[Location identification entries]
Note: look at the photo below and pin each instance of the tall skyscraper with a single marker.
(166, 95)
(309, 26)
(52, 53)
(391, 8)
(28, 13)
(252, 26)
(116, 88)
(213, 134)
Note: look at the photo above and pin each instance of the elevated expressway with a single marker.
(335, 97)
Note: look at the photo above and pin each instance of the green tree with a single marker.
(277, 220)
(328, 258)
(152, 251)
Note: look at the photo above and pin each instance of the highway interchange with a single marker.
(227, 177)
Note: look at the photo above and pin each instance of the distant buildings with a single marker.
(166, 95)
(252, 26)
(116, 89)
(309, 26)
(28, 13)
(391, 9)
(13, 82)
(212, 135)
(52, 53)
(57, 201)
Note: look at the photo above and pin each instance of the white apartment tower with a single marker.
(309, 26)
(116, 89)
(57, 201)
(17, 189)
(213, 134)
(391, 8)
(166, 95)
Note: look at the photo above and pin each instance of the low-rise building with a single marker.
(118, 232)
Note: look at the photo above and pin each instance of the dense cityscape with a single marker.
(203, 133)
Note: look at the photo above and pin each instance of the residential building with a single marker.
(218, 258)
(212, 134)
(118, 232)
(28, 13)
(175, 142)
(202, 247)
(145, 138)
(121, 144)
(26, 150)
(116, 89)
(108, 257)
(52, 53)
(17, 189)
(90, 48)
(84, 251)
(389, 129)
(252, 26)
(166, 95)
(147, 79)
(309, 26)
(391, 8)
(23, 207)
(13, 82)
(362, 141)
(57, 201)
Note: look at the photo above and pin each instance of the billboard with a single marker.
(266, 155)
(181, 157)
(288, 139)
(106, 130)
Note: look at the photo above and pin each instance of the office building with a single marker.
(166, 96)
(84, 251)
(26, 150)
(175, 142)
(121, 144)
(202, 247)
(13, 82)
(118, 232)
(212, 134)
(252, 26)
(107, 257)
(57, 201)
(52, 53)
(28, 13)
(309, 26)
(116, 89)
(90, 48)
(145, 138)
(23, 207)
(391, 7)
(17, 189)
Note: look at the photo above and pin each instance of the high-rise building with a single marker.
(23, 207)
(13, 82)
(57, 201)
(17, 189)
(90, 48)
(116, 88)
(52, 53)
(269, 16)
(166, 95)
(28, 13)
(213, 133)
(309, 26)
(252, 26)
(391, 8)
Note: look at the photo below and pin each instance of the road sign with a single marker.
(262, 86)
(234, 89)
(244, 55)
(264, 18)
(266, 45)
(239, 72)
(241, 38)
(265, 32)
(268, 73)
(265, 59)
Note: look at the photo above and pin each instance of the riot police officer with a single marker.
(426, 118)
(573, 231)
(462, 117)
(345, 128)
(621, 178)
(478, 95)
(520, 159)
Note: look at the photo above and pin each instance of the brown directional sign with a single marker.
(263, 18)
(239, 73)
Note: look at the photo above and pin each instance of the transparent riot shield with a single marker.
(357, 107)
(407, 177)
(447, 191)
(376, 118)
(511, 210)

• _Goal_: Please rewrite the records starting at the line that contains "office building with a single marker." and ending at the last line of the records. Keep each text line unchanged and offset every coordinate value by adding 88.

• _The completed task_:
Note: look at the photo above and pin each instance of the office building with a single marker.
(254, 184)
(172, 339)
(114, 238)
(263, 230)
(209, 232)
(290, 335)
(101, 170)
(206, 320)
(300, 222)
(340, 114)
(195, 345)
(145, 289)
(140, 141)
(116, 101)
(397, 114)
(204, 177)
(178, 136)
(233, 226)
(111, 295)
(479, 95)
(105, 277)
Note: look at the photo above and pin each instance of the high-rise building with a single marker.
(111, 295)
(101, 170)
(145, 289)
(105, 277)
(178, 136)
(204, 176)
(140, 141)
(357, 104)
(254, 183)
(116, 101)
(301, 221)
(397, 114)
(340, 114)
(479, 96)
Note: look at the photo below and pin each instance of the road sign with a single marker.
(350, 174)
(322, 177)
(332, 143)
(352, 106)
(354, 133)
(327, 160)
(329, 126)
(353, 120)
(356, 161)
(353, 147)
Note: look at the photo above and pin each instance of the riot police officer with a single marker.
(514, 206)
(661, 319)
(550, 205)
(433, 216)
(709, 266)
(566, 183)
(608, 247)
Note: look at the photo above and pin each instance of the brown directional sign with a single marker.
(351, 106)
(327, 161)
Note: look at the photo above and pin each instance of the transparent riot shield with a single marker.
(445, 195)
(495, 265)
(535, 279)
(464, 206)
(599, 298)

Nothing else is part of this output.